** START TASK INPUT **
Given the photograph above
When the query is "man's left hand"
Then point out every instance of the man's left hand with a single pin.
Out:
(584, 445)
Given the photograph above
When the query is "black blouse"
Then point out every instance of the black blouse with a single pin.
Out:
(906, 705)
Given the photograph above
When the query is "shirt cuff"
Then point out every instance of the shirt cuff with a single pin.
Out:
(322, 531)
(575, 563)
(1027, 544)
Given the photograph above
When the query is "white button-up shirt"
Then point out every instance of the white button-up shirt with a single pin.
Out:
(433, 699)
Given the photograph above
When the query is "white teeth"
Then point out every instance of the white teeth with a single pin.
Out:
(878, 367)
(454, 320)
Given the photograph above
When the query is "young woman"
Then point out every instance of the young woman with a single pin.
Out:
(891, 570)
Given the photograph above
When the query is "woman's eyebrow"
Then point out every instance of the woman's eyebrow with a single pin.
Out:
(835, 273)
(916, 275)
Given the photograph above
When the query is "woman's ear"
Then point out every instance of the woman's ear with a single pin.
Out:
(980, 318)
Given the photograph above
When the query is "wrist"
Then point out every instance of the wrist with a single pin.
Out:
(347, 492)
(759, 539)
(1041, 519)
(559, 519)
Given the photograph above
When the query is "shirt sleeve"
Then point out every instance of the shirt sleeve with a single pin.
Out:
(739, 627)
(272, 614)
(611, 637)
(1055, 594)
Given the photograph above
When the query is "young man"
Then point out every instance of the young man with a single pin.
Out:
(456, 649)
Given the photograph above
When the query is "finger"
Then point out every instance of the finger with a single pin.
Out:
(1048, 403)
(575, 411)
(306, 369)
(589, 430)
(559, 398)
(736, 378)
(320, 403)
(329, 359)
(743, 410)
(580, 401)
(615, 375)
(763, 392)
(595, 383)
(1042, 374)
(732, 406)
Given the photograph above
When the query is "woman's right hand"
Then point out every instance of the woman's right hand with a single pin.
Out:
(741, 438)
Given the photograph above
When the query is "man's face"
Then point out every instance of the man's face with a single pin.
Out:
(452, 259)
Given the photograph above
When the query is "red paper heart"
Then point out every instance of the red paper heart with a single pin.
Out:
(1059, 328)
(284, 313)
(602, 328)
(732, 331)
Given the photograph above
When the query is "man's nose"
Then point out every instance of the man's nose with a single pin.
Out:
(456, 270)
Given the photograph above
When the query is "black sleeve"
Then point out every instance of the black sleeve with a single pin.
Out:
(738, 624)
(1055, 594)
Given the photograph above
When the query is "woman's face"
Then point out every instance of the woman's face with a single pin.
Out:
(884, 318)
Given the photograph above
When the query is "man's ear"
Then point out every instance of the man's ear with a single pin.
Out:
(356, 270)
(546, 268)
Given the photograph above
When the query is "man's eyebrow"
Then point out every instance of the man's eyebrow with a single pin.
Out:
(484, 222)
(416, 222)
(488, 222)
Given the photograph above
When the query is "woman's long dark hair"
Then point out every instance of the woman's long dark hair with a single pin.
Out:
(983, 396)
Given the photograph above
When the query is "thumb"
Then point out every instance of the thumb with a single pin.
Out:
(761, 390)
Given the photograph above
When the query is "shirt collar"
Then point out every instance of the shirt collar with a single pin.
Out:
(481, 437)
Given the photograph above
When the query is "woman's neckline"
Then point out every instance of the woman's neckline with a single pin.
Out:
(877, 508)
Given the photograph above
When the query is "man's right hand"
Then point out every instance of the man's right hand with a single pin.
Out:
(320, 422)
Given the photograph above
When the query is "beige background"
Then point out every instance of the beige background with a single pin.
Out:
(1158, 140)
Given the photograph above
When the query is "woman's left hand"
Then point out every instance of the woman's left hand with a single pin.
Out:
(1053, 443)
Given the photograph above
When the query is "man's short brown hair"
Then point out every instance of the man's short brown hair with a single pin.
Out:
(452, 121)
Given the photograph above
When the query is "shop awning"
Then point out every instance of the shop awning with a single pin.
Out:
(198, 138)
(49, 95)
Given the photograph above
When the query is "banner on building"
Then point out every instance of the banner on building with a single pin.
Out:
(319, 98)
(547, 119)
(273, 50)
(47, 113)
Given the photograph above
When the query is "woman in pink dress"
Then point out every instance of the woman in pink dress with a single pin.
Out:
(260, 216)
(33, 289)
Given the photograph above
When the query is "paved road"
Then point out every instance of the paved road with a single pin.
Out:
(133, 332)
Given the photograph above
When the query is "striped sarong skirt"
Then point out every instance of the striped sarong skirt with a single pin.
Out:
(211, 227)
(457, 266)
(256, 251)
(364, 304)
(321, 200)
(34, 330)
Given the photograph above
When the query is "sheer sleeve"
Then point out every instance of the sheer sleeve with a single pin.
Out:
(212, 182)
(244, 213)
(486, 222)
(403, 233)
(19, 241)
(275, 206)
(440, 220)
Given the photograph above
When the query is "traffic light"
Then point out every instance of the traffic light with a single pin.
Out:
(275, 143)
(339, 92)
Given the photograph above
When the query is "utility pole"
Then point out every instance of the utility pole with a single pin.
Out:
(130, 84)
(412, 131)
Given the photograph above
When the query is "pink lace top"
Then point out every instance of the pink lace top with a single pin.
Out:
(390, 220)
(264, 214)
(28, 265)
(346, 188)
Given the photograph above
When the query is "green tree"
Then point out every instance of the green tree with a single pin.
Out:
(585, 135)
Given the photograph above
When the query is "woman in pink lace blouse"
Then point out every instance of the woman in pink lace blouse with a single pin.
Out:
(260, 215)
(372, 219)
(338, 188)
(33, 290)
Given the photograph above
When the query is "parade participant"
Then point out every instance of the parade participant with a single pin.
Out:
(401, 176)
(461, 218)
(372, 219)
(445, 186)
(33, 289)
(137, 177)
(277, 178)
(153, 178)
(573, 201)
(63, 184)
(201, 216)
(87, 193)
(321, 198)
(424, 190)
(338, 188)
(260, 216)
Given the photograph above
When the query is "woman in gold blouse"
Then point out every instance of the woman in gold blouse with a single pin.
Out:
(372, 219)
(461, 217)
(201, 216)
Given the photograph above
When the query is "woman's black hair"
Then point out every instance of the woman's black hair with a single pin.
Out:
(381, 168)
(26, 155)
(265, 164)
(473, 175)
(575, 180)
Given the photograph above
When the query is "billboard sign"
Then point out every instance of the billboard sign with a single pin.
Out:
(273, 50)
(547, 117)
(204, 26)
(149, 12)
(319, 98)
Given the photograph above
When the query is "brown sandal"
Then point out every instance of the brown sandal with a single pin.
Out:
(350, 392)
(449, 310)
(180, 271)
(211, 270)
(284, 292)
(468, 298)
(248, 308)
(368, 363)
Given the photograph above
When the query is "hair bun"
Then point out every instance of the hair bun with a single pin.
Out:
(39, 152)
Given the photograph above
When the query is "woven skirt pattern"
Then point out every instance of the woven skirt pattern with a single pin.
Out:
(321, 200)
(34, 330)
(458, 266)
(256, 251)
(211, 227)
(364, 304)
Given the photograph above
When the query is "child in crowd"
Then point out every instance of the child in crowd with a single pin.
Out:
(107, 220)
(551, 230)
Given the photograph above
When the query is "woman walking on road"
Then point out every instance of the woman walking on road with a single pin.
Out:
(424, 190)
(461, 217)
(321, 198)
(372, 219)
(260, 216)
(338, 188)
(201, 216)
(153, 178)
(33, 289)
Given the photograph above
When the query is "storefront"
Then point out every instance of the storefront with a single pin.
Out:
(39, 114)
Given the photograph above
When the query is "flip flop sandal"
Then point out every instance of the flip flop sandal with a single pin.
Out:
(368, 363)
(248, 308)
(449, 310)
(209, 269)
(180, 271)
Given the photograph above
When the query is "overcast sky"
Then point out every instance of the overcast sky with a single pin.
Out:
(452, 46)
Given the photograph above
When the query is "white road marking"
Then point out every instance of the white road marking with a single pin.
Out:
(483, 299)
** END TASK INPUT **
** START TASK INPUT **
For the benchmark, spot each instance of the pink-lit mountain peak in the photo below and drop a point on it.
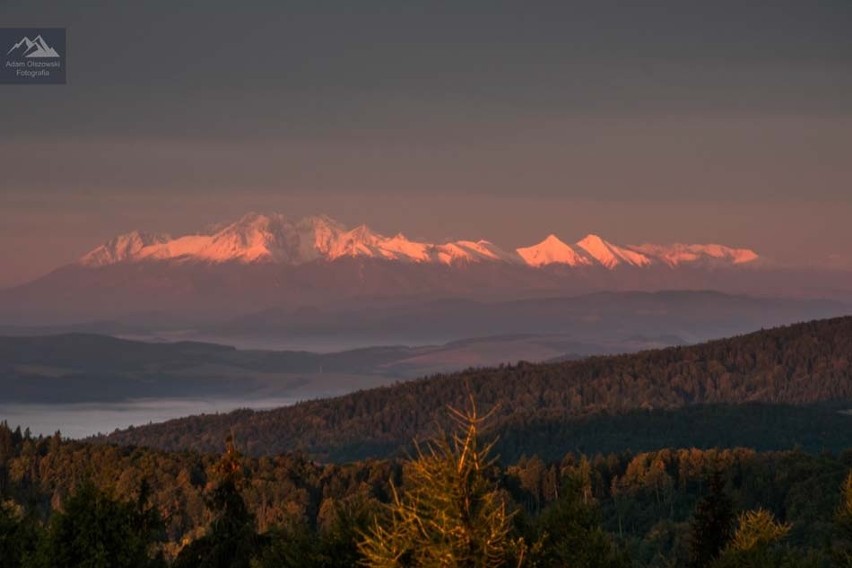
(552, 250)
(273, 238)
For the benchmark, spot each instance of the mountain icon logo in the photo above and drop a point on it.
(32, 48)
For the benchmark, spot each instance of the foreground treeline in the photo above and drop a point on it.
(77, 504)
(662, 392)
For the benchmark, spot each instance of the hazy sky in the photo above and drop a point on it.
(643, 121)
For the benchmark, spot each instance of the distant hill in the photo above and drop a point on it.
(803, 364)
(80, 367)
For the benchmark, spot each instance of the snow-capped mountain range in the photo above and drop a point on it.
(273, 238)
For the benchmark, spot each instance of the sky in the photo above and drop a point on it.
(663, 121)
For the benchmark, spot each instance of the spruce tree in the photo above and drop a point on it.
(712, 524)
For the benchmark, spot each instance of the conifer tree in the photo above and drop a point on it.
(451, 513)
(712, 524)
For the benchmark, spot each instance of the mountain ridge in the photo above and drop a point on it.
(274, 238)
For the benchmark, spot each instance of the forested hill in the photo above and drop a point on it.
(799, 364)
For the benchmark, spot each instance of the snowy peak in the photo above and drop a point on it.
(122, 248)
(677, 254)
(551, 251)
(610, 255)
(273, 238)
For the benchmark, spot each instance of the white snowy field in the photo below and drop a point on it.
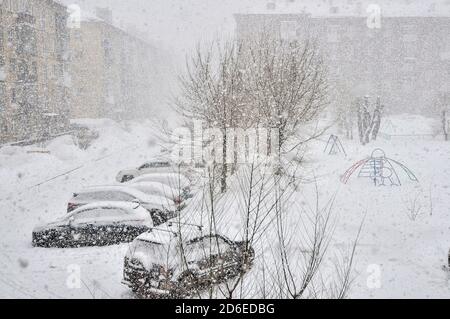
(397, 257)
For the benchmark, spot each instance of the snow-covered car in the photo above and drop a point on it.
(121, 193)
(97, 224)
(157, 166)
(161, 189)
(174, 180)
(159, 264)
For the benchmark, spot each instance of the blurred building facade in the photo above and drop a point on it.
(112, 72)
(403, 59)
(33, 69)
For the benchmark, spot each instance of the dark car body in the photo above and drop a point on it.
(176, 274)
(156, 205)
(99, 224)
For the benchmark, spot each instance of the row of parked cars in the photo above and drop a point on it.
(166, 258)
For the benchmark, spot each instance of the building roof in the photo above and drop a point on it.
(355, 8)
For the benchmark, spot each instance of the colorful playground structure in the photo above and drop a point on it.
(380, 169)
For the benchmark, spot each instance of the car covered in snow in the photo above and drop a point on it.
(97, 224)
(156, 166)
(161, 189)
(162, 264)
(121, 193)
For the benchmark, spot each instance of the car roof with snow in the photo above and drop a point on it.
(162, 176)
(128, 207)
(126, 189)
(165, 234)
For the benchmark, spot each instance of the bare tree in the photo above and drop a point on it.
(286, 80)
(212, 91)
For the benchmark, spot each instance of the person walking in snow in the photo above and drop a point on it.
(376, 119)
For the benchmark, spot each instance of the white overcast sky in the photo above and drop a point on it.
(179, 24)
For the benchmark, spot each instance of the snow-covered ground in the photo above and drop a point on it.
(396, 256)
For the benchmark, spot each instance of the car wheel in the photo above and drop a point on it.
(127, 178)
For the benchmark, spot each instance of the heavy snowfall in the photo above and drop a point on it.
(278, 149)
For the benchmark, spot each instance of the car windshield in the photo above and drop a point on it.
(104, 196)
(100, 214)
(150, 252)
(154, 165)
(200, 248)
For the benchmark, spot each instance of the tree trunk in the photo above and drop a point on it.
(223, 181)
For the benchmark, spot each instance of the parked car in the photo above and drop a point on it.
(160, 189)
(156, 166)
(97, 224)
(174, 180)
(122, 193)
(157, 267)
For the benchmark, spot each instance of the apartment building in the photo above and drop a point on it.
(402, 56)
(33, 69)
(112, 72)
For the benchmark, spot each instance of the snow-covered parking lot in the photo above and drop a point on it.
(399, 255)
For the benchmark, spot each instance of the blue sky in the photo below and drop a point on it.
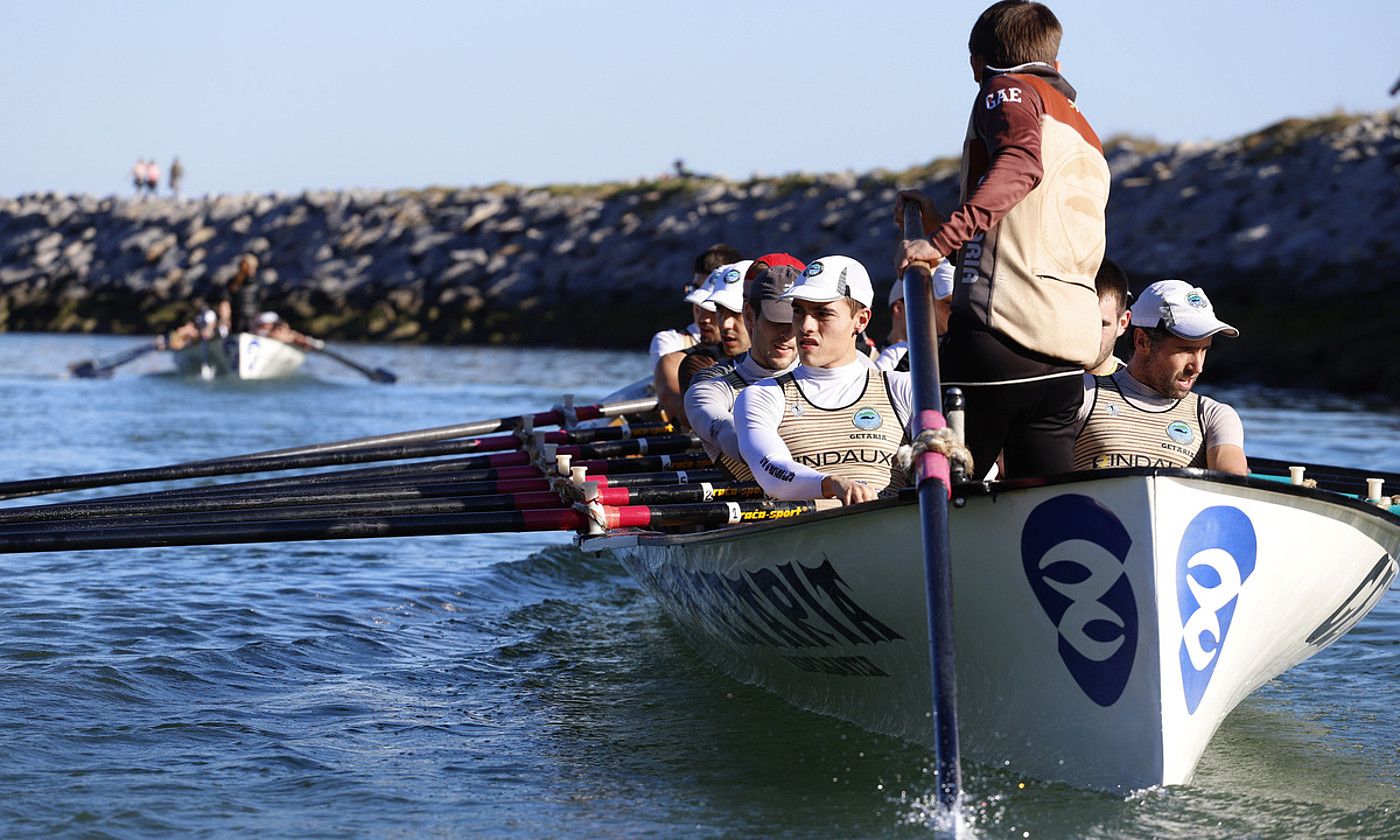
** END TASK INPUT **
■ **GIVEN PROBLEM**: Gather every line from the two blocks above that contains the word "striped", treating case as significant.

■ **FULL OUTPUT**:
When the query is "striped sarong skirt"
Then point out every instance of the striped sarong skirt with a single pin.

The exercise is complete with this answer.